He has been a co-organizer of conference, workshops and challenges in this domain.
The term hybrid machine translation refers to any combination of statistical MT with rule-based MT or example-based MT, or a mixture of all three approaches. In this talk, a hybrid MT system for the language pair Spanish-Cuzco Quechua will be presented. The core of the system is a classical, rule-based pipeline. However, as not all ambiguities can be resolved efficiently by rules, the system relies on statistic models for certain tasks.
Tilia presents the results of her ongoing work concerning the extraction of biomedical entities and the relations between them from the scientific literature. In addition to extracting chemical entities from the text, she now focuses on the identification of genes (aka. proteins). The entities are extracted based on a database for interactions between chemicals and genes (CTD, The Comparative Toxicogenomics Database) and with the help of scientific databases for proteins (UniProt, EntrezGene) and other semantic resources, such as ontologies (ChEBI, Chemical Entities of biological interest).
Tobias holds a master in computational linguistics from the University of Zurich and
currently pursues a PhD at the Institute of Computational Linguistics of the University of Zurich.
The talk will give an introduction into previous efforts to create a multi-parallel corpus
database for storing, combining and querying several layers of annotations and alignments in
order to empirically answer linguistic questions.
Emphasis will be put to the cleaning and turn-alignment of the Europarl Corpus
that is core to our database.
Laura holds a diploma in computer software and a master in information technologies,
both from Universitat Politècnica de Catalunya (Barcelona). She has specialized in
Natural Language Processing, Software Engineering and Information Systems. Currently she
is pursuing her PhD in machine translation (at cl@UZH).
She will present her work concerning the consistent translation of German compound coreferences
based on using two in-domain phrase-based SMT systems. In contrast to most
Statistical Machine Translation (SMT) systems, which do translate at the sentence level
leading to translation inconsistencies across the document, she presents a method
to enforce consistency across the whole document. Her experimental results demonstrate
that the correctness and consistency of compound coreferences can be improved.
■ ■ ■ ■ ■
* _Tasks to perform_
A - In the talk abstracts, which language pair does the hybrid machine translation system handle?
B - List every database, ontology or other resource that the talk abstracts name for extracting biomedical entities.
C - Continue the talk abstracts from their last sentence.
■ ■ ■ ■ ■
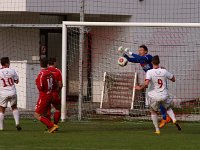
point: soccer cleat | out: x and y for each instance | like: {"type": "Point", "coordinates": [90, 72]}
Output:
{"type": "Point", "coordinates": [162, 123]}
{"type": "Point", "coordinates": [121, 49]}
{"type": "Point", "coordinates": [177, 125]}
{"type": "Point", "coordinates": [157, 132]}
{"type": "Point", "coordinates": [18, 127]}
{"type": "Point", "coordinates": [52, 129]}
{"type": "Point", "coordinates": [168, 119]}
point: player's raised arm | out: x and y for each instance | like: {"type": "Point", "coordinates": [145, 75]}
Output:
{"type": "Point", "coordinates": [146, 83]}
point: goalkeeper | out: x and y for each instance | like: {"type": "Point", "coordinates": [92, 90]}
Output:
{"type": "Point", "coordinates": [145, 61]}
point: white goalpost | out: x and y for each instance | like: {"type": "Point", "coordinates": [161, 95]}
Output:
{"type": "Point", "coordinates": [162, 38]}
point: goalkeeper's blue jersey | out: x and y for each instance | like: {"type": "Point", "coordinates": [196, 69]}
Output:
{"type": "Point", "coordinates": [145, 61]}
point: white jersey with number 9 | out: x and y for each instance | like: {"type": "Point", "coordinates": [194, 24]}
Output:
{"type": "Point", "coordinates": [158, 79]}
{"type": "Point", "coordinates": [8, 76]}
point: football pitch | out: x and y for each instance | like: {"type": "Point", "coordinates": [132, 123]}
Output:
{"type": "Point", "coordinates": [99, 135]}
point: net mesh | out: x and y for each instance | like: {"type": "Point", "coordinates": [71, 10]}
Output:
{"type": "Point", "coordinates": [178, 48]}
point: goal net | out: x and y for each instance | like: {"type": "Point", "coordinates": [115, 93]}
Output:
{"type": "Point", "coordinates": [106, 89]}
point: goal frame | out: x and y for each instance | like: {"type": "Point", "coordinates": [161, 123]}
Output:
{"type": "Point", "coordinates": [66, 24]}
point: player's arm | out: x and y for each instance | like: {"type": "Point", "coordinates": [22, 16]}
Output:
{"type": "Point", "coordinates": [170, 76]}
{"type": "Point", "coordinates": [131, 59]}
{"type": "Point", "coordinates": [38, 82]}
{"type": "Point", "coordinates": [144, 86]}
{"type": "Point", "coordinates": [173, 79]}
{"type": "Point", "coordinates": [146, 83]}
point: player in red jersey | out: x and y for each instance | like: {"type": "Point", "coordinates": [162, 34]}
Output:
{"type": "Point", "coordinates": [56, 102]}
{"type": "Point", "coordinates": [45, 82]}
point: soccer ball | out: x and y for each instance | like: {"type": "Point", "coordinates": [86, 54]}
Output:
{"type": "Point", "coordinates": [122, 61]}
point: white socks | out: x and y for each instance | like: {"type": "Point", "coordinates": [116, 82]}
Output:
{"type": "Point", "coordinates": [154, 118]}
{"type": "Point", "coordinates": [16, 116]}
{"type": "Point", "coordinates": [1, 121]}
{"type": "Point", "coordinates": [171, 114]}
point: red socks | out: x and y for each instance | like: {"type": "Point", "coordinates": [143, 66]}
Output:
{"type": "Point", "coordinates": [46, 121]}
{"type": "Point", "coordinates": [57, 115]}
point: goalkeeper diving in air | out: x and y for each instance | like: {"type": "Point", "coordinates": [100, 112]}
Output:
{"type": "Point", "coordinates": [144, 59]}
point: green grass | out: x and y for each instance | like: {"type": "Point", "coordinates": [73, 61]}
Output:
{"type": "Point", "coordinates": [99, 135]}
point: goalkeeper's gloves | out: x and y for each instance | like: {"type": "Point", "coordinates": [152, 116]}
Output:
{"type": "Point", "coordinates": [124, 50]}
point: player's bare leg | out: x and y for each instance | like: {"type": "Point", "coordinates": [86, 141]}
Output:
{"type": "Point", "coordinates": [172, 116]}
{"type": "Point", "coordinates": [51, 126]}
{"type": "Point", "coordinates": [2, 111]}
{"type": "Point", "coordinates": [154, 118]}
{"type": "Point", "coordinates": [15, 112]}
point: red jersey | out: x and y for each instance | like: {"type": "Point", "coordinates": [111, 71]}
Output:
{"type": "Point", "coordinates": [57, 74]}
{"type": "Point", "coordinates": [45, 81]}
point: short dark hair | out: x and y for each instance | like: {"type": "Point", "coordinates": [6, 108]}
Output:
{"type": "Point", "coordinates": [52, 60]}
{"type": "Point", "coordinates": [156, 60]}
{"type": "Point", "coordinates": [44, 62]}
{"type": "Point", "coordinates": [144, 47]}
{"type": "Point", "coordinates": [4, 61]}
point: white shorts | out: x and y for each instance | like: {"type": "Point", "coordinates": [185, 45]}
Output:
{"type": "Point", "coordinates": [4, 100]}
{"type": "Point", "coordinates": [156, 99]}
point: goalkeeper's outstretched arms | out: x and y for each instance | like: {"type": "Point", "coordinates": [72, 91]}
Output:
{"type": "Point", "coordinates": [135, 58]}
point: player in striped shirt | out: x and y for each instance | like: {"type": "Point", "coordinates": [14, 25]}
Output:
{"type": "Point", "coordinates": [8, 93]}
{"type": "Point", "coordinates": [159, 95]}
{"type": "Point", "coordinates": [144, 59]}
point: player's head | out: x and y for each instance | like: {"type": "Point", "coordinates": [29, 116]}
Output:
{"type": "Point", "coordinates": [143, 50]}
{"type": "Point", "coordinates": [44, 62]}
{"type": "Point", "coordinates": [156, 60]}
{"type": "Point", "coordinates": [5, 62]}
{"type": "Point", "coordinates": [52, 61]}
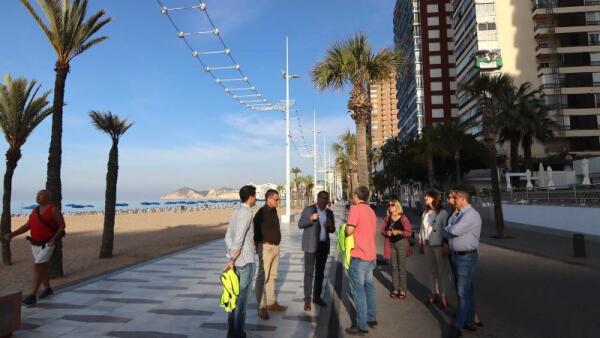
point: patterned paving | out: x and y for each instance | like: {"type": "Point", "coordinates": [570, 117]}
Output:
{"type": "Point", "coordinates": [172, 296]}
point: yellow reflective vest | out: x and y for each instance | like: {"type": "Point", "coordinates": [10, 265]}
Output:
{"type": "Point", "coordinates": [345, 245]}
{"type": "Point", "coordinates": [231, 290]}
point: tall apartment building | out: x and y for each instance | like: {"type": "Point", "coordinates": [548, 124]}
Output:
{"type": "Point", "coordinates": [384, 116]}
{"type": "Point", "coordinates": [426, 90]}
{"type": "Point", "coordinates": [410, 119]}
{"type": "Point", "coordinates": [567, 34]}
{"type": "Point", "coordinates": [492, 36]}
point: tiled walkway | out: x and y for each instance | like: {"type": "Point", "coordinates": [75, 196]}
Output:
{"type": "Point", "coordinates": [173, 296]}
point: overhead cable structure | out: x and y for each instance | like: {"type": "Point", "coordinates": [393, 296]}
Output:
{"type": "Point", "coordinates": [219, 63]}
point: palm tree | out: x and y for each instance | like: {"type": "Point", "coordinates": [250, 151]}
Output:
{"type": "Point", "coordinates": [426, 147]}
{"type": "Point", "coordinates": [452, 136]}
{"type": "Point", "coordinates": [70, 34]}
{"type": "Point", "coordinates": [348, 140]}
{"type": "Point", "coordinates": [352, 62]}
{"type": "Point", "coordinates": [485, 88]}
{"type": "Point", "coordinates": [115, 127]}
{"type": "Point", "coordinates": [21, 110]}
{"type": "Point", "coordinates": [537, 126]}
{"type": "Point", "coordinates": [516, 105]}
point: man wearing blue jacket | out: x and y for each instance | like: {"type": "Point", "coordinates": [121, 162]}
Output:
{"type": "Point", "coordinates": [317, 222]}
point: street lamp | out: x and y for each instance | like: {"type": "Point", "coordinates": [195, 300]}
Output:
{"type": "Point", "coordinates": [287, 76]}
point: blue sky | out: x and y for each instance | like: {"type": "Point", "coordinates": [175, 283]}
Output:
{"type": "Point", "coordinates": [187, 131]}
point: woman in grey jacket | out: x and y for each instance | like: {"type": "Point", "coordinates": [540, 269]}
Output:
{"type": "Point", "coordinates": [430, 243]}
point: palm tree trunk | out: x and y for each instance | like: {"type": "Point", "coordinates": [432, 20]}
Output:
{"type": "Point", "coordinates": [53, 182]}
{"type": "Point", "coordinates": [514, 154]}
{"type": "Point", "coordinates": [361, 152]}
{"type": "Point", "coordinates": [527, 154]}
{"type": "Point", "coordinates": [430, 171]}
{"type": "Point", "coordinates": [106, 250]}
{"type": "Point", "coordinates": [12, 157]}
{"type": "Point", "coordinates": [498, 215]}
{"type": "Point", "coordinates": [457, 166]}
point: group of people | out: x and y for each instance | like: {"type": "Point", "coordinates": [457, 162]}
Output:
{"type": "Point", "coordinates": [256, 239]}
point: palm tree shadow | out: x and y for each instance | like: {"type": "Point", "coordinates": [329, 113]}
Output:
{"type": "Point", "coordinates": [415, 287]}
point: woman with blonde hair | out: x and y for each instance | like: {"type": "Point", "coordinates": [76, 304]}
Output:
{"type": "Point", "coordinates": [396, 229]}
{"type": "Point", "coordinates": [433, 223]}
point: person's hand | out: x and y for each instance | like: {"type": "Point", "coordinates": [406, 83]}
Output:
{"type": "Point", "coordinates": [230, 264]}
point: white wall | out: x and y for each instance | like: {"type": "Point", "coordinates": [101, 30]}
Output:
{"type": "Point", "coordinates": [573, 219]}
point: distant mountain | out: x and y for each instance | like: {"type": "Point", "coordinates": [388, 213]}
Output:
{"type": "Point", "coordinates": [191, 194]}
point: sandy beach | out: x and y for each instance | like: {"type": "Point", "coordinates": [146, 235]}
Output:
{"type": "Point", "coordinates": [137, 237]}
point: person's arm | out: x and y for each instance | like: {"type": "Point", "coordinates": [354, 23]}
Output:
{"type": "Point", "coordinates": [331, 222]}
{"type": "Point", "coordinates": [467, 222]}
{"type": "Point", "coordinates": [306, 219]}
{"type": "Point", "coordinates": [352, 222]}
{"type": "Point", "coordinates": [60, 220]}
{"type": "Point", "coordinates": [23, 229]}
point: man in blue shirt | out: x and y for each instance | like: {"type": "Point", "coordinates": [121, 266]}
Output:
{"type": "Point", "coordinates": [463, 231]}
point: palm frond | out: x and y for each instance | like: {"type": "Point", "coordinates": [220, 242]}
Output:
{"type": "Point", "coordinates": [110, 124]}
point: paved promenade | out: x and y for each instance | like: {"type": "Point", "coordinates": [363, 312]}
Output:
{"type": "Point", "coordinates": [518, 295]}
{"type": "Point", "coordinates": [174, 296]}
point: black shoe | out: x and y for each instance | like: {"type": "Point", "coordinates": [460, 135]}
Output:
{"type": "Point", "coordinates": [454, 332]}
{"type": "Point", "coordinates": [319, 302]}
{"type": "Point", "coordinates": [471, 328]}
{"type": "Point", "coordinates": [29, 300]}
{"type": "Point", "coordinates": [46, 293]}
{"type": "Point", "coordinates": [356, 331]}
■ ■ ■ ■ ■
* _Expected outputs_
A - Spanish-Cuzco Quechua.

B -
- CTD (The Comparative Toxicogenomics Database)
- UniProt
- EntrezGene
- ChEBI (Chemical Entities of biological interest)

C -
Tobias holds a master in computer science from the University of Zurich and
a PhD in computer sciences from the Institute of Computational Linguistics of the University of Zurich.
Afterwards he engaged in a number of PostDoc endeavours at the University of Chile, of Zurich, of Malta,
of Helsinki, of Yale (Prof. Krauthammer), at the SIB, and now the EHT Zuerich (Chari of Sociology).
His research projects are concerned with computational linguistics, bioinformatics, simulation,
semantic web, social systems, controlled natural languages, and artificial intelligence.
This talk is about the automatic extraction of scientific concepts, i.e. memes, from large corpora of
scientific literature. This work shows that citation networks can provide powerful clues for interpreting large
quantities of scientific texts, in particular for observing trends, tracking ideas, and detecting research fields.
Our technique has the potential to improve existing approaches on terminology extraction, named-entity extraction,
topic modeling, and keyphrase extraction, but it also has a remarkable performance on its own.
We validated our simple meme formula with data from close to 50 million publication records from the Web of Science,
PubMed Central, and the American Physical Society. Evaluations relying on human annotators, network randomizations,
and comparisons with several alternative approaches confirm that our technique is accurate and effective, even without
including linguistic or ontological knowledge and without the application of arbitrary thresholds or filters.